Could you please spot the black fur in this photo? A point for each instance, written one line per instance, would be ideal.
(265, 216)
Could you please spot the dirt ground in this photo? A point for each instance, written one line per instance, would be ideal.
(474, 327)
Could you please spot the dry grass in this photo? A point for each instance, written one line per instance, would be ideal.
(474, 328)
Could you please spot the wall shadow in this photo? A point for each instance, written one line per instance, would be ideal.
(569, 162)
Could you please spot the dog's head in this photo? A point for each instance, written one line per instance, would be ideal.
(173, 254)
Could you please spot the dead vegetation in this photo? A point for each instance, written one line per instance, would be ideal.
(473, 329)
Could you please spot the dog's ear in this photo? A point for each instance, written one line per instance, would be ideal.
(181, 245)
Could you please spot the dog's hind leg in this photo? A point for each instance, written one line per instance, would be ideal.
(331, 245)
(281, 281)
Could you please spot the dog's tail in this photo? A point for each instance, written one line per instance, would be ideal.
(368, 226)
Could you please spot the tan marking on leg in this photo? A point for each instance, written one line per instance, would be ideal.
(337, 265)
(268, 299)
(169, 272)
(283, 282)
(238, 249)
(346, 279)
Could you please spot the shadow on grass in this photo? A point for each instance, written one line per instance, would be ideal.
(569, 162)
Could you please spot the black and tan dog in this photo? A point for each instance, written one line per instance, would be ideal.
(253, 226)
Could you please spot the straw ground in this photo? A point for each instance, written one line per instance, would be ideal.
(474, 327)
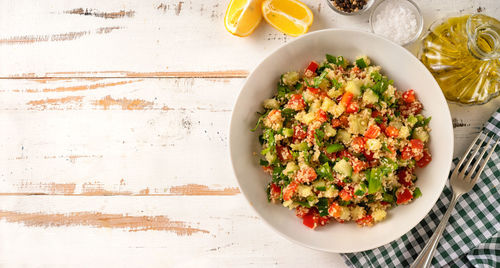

Task>
Every line of the listing is to be repeated exactly, and the pictures are to be dropped.

Exercise solution>
Could you please spot the black fur in this photo? A point for each instance, written one line per instance, would be ideal.
(265, 216)
Could you please spot the dirt ground in this photo? A point for each instance, written one line per instance, would be ideal.
(474, 327)
Could you please spot the dry grass in this photo? A point for each instance, written one line per instance, would be ideal.
(474, 328)
Could you please spot the wall shadow in this photo? A point for each instance, written one line per instance, would be ideal.
(569, 162)
Could you please spot the dog's head in this photo? A point for each instance, written one line per instance, would be ideal.
(173, 254)
Could you please spot the dead vegetation in this photo? A point for each instance, written one line per instance, would be ideal.
(473, 329)
Could you please spot the dog's ear in this photo? A point for each instance, written one line per instance, would be ideal.
(181, 245)
Could you please spot the dog's hind leg in this photo? A point for each instance, written one line per instance, would be ideal.
(331, 245)
(281, 281)
Could you please spot the dog's tail in this photo? A point for each instance, written one line per instance, would be ideal.
(368, 226)
Could you please spot the tan marking on leg in this photo? A point for each instance, written one line per instance, would be ideal.
(337, 265)
(268, 299)
(169, 272)
(283, 282)
(238, 249)
(346, 279)
Could you please spot the shadow on grass in this photo? A point for each instance, written one line per instance, would be ideal.
(569, 162)
Could you please spot the black and tan dog in this photo? A point for each instance, written one line per instance, would be ideal.
(253, 226)
Could you please spot the straw ground in this photo? A point for each instance, written one line per instance, would be ideal.
(474, 327)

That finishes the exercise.